▶ DOCUMENT SECTION
================================
Also read: Meaning and Nature of Philosophy
Conclusion on Philosophy as a Second-Order Activity
Having
looked at philosophy’s relationship with other disciplines in this article, we
can say that the basis for this relationship is philosophy’s status as a
second-order intellectual activity. This is because philosophy is, as pointed
out in this article, the critique of the ideas, assumptions, theories and
suppositions that underlie human judgments, decisions and actions in other
areas of knowledge.
In
this article, we have examined the idea of a second-order discipline.
We
also examined the relationship of philosophy to other fields of study with a
view to establishing the extent to which philosophy can properly be regarded a
second-order activity.
Following from the views of various scholars, we posited that philosophy is not only an intellectual activity that interrogates other disciplines or fields for the purpose of critically assessing their claims and underlying logic, philosophy also mends fences and forges the necessary link between the different fields of intellectual activity.
================================
[Saved records]
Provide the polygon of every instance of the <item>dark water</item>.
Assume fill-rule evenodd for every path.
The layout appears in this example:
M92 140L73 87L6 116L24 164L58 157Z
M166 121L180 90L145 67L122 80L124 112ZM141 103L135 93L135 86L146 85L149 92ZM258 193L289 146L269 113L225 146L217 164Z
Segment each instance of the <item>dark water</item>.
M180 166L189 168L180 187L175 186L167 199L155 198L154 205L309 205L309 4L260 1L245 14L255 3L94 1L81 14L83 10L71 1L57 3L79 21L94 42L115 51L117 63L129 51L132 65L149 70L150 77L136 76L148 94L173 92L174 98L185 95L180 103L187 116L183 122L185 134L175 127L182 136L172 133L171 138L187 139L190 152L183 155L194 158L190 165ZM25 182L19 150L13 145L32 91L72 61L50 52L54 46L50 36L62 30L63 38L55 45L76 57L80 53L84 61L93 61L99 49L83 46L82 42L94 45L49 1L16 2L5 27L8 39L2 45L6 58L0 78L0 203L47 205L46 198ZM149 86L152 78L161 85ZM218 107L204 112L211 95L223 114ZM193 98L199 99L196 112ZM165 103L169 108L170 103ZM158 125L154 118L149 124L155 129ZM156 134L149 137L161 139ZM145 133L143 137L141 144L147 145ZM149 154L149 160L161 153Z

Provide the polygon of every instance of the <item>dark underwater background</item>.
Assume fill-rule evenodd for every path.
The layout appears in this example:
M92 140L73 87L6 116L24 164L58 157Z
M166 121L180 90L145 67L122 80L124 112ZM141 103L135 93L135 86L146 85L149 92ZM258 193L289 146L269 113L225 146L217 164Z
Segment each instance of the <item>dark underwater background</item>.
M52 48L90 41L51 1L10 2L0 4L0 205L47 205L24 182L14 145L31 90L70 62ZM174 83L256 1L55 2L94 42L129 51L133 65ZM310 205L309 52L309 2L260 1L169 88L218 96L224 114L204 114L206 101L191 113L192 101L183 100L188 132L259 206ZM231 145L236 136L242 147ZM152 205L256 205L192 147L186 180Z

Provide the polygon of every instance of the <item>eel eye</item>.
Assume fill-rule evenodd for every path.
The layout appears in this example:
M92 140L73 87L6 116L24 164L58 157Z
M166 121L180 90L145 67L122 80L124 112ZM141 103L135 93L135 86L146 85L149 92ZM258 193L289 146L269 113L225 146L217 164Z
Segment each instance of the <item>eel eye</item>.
================================
▶ YOUR TASK
In two sentences, sum up the section on philosophy as a second-order activity. You don't need the lines to do this.

▶ ANSWER
Philosophy's relationship with other disciplines rests on its status as a second-order intellectual activity, because it critiques the ideas, assumptions, theories and suppositions behind human judgments, decisions and actions in other areas of knowledge. Besides questioning other fields to assess their claims and underlying logic, philosophy also mends fences and forges the needed link between the different fields of intellectual activity.